[Saved data entries]

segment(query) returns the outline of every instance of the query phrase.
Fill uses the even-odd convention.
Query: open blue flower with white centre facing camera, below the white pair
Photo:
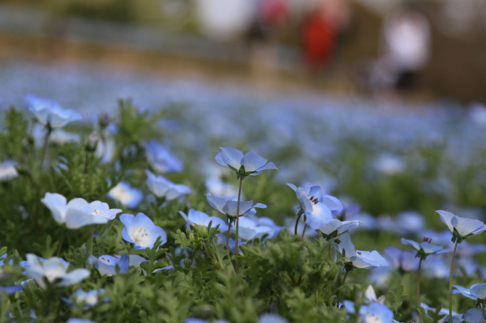
[[[121,214],[120,221],[125,225],[121,230],[121,236],[125,241],[135,243],[135,249],[153,247],[153,243],[159,236],[162,241],[161,245],[167,242],[167,234],[164,229],[154,225],[144,213],[138,213],[137,216]]]

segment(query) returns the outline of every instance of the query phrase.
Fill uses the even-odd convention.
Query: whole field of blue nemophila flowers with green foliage
[[[0,71],[0,322],[484,319],[485,107]]]

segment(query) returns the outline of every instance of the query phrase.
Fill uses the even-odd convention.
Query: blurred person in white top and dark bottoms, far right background
[[[371,68],[369,82],[376,89],[414,89],[430,56],[430,26],[413,10],[389,14],[383,23],[382,56]]]

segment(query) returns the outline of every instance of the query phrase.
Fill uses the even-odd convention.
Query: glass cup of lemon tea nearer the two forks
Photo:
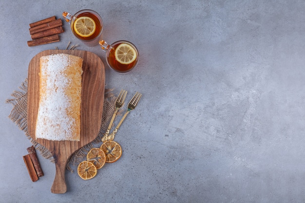
[[[99,45],[106,52],[108,66],[118,73],[131,71],[139,60],[137,48],[129,41],[120,40],[109,45],[106,41],[100,40]]]

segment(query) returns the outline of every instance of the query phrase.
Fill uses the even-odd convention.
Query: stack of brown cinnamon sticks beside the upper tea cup
[[[27,42],[29,47],[57,42],[58,34],[64,32],[61,19],[55,16],[30,23],[29,31],[33,39]]]

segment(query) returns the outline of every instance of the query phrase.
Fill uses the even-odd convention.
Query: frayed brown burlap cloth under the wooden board
[[[41,146],[38,142],[36,142],[32,137],[29,135],[28,128],[27,128],[27,85],[28,80],[25,79],[24,82],[19,87],[19,91],[14,91],[11,96],[13,98],[7,99],[6,103],[10,103],[13,105],[13,109],[9,115],[9,118],[18,125],[19,129],[23,130],[25,132],[25,135],[27,138],[31,141],[33,146],[40,152],[40,154],[46,158],[50,159],[52,162],[54,162],[54,158],[51,154],[51,152]],[[103,134],[106,132],[110,120],[112,118],[112,115],[115,111],[114,108],[114,101],[116,97],[112,93],[112,90],[106,89],[105,90],[105,96],[104,96],[104,106],[103,106],[103,115],[102,115],[102,124],[99,130],[99,133],[94,141],[91,143],[85,145],[84,147],[76,150],[72,156],[69,158],[67,162],[67,169],[72,171],[71,164],[72,165],[78,165],[84,157],[86,157],[87,153],[91,148],[94,148],[95,145],[99,146],[101,145],[101,138],[103,137]]]

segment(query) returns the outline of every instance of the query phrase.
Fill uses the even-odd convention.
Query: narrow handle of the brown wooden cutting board
[[[56,194],[62,194],[67,191],[67,184],[65,179],[65,170],[67,164],[67,157],[57,156],[54,157],[56,173],[51,192]]]

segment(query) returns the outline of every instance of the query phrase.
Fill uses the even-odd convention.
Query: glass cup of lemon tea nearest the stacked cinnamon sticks
[[[103,21],[95,11],[84,9],[77,11],[74,15],[65,11],[62,13],[62,16],[71,25],[70,28],[73,35],[85,45],[95,46],[102,39]],[[87,23],[88,20],[88,27],[79,27],[82,23]]]

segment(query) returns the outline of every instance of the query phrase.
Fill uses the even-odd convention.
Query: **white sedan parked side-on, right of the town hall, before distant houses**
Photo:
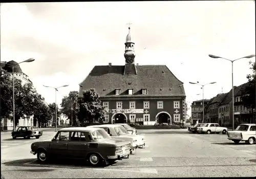
[[[220,133],[225,134],[227,132],[226,127],[221,127],[218,123],[205,123],[201,127],[197,127],[199,133]]]

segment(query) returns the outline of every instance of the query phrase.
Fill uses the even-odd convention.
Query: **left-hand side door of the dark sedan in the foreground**
[[[59,131],[49,147],[50,154],[59,158],[72,158],[72,152],[68,151],[69,139],[70,131]]]

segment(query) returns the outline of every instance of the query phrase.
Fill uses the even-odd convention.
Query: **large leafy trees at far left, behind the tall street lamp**
[[[1,69],[1,74],[1,118],[5,118],[13,112],[13,81],[11,74],[5,70]],[[14,78],[14,99],[15,119],[32,115],[39,119],[50,118],[47,107],[38,102],[41,97],[33,84],[23,85],[21,80]],[[15,124],[17,122],[15,120]]]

▸ Instructions for the task:
Retype each entry above character for character; pictures stay out.

▸ Response:
segment(query) returns the outline of every instance of the query phrase.
Fill uses the even-odd convention.
Query: open blue flower with white centre facing camera, below the white pair
Photo:
[[[121,214],[120,221],[125,225],[121,230],[121,236],[125,241],[135,243],[135,249],[153,247],[153,243],[159,236],[162,241],[161,245],[167,242],[167,234],[164,229],[154,225],[144,213],[138,213],[137,216]]]

segment(query) returns the outline of every instance of the query phrase.
Fill uses the even-odd convention.
Query: whole field of blue nemophila flowers with green foliage
[[[0,71],[0,322],[484,319],[485,107]]]

segment(query) returns the outline of every instance of the query phrase.
Fill uses the even-odd convention.
Query: blurred person in white top and dark bottoms, far right background
[[[371,68],[369,82],[376,89],[414,89],[430,56],[430,26],[413,10],[389,14],[383,23],[382,56]]]

segment(query) returns the outline of every instance of the query phrase.
Fill uses the even-odd convention.
Query: glass cup of lemon tea nearer the two forks
Photo:
[[[99,45],[106,52],[108,66],[118,73],[131,71],[139,60],[137,48],[129,41],[120,40],[109,45],[106,41],[100,40]]]

segment(query) returns the outline of every instance of the query phrase.
Fill uses the even-odd convention.
Query: stack of brown cinnamon sticks beside the upper tea cup
[[[27,42],[29,47],[57,42],[58,34],[64,32],[61,19],[55,16],[30,23],[29,31],[33,39]]]

segment(query) returns the outline of every instance of the query phrase.
Fill uses the even-odd convention.
Query: frayed brown burlap cloth under the wooden board
[[[41,146],[38,142],[36,142],[32,137],[29,135],[28,128],[27,128],[27,85],[28,80],[25,79],[24,82],[19,87],[19,91],[14,91],[11,96],[13,98],[7,99],[6,103],[10,103],[13,105],[13,109],[9,115],[9,118],[18,125],[19,129],[23,130],[25,132],[25,135],[27,138],[31,141],[33,146],[40,152],[40,154],[46,158],[50,159],[52,162],[54,162],[54,158],[51,154],[51,152]],[[103,134],[106,132],[110,120],[112,118],[112,115],[115,111],[114,108],[114,101],[116,97],[112,93],[112,90],[106,89],[105,90],[105,96],[104,96],[104,106],[103,106],[103,115],[102,115],[102,124],[99,130],[99,133],[94,141],[91,143],[85,145],[84,147],[76,150],[72,156],[69,158],[67,162],[67,169],[72,171],[71,164],[72,165],[78,165],[84,157],[86,157],[87,153],[91,148],[94,148],[95,145],[99,146],[101,145],[101,138],[103,137]]]

segment(query) returns the outline of every instance of the query phrase.
Fill uses the even-odd convention.
Query: narrow handle of the brown wooden cutting board
[[[56,194],[62,194],[67,191],[67,184],[65,179],[65,170],[67,164],[67,157],[57,156],[54,157],[56,173],[51,192]]]

segment(query) returns the outline of every instance of the query phrase.
Fill uses the even-odd convention.
Query: glass cup of lemon tea nearest the stacked cinnamon sticks
[[[103,21],[95,11],[84,9],[77,11],[74,15],[65,11],[62,13],[62,16],[71,25],[70,28],[73,35],[85,45],[95,46],[102,39]],[[87,23],[88,20],[88,27],[79,27],[82,23]]]

segment(query) returns the outline of every instance of the query phrase.
Fill uses the even-odd convention.
Query: **white sedan parked side-on, right of the town hall, before distant houses**
Photo:
[[[220,133],[225,134],[227,132],[226,127],[221,127],[218,123],[205,123],[201,127],[197,127],[199,133]]]

segment(query) returns the outline of every instance of the query phrase.
Fill uses the even-odd convention.
Query: **left-hand side door of the dark sedan in the foreground**
[[[59,131],[49,147],[50,154],[59,158],[72,158],[72,152],[68,151],[69,139],[70,131]]]

segment(query) returns the outline of every instance of the query phrase.
Fill uses the even-odd convention.
Query: **large leafy trees at far left, behind the tall street lamp**
[[[1,69],[1,74],[1,118],[5,118],[13,112],[13,81],[11,74],[5,70]],[[14,78],[14,99],[15,119],[32,115],[39,119],[50,118],[47,107],[38,102],[41,97],[33,84],[23,85],[21,80]],[[15,124],[17,122],[15,120]]]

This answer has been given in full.